:: Goal of the exercise ::
Transcribe the excerpt on plotting the grime network in R in full, keeping every line of its code unchanged.

:: Text excerpt ::
———
Finally, we can combine some of these techniques with our other principles of intermediate visualisation to tell different stories. For example, creating a network visualisation showing the sex of the artist alongside their prominence. Take a look at this visualisation below and see what it tells us. Are the prominent and influential artists mostly male or female? Also note, that we use a new parameter option here. The “oma” option creates an outer margin that sits outside the main plot window wherein we put the main title.

par(mfrow = c(1, 2))
par(mar = c(0, 0, 3, 0),
    oma = c(0, 0, 3, 0))

set.seed(123)
plot(grime_08_clean, 
     vertex.size = degree(grime_08_clean) * 2, 
     vertex.color = ifelse(V(grime_08_clean)$female == 1, "red", "white"), 
     edge.arrow.size = 0.5, 
     vertex.label.cex = 0.4, 
     main = "Prominence")

set.seed(123)
plot(grime_08_clean, 
     vertex.size = betweenness(grime_08_clean) * 2, 
     vertex.color = ifelse(V(grime_08_clean)$female == 1, "red", "white"), 
     edge.arrow.size = 0.5, 
     vertex.label.cex = 0.4, 
     main = "Influence")

mtext("Centrality Measures in the Grime Network",
      outer = TRUE, cex = 1.2)
———
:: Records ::
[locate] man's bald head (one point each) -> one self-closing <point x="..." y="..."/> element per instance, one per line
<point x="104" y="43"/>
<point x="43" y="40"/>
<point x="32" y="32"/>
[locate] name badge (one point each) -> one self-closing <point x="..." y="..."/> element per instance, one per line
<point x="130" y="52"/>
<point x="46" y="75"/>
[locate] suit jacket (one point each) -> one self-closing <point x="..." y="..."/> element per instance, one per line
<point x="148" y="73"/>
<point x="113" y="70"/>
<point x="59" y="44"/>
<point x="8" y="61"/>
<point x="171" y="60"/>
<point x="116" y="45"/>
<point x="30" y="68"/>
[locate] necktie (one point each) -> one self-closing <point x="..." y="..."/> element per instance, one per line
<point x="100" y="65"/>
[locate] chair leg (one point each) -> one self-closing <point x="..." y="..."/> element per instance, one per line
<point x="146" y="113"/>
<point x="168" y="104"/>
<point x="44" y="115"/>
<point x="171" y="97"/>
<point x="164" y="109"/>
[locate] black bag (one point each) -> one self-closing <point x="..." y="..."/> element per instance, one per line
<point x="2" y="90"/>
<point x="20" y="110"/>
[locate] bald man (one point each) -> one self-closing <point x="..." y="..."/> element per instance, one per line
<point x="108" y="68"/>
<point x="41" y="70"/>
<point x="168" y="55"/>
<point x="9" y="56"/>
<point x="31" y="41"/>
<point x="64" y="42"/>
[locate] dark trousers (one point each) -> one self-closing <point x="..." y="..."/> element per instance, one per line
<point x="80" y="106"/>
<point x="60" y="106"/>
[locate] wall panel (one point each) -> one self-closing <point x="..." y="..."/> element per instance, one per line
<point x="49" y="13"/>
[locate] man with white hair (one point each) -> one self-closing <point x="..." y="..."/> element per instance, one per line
———
:: The reply ::
Finally, we can combine some of these techniques with our other principles of intermediate visualisation to tell different stories. For example, creating a network visualisation showing the sex of the artist alongside their prominence. Take a look at this visualisation below and see what it tells us. Are the prominent and influential artists mostly male or female? Also note, that we use a new parameter option here. The “oma” option creates an outer margin that sits outside the main plot window wherein we put the main title.

par(mfrow = c(1, 2))
par(mar = c(0, 0, 3, 0),
    oma = c(0, 0, 3, 0))

set.seed(123)
plot(grime_08_clean, 
     vertex.size = degree(grime_08_clean) * 2, 
     vertex.color = ifelse(V(grime_08_clean)$female == 1, "red", "white"), 
     edge.arrow.size = 0.5, 
     vertex.label.cex = 0.4, 
     main = "Prominence")

set.seed(123)
plot(grime_08_clean, 
     vertex.size = betweenness(grime_08_clean) * 2, 
     vertex.color = ifelse(V(grime_08_clean)$female == 1, "red", "white"), 
     edge.arrow.size = 0.5, 
     vertex.label.cex = 0.4, 
     main = "Influence")

mtext("Centrality Measures in the Grime Network",
      outer = TRUE, cex = 1.2)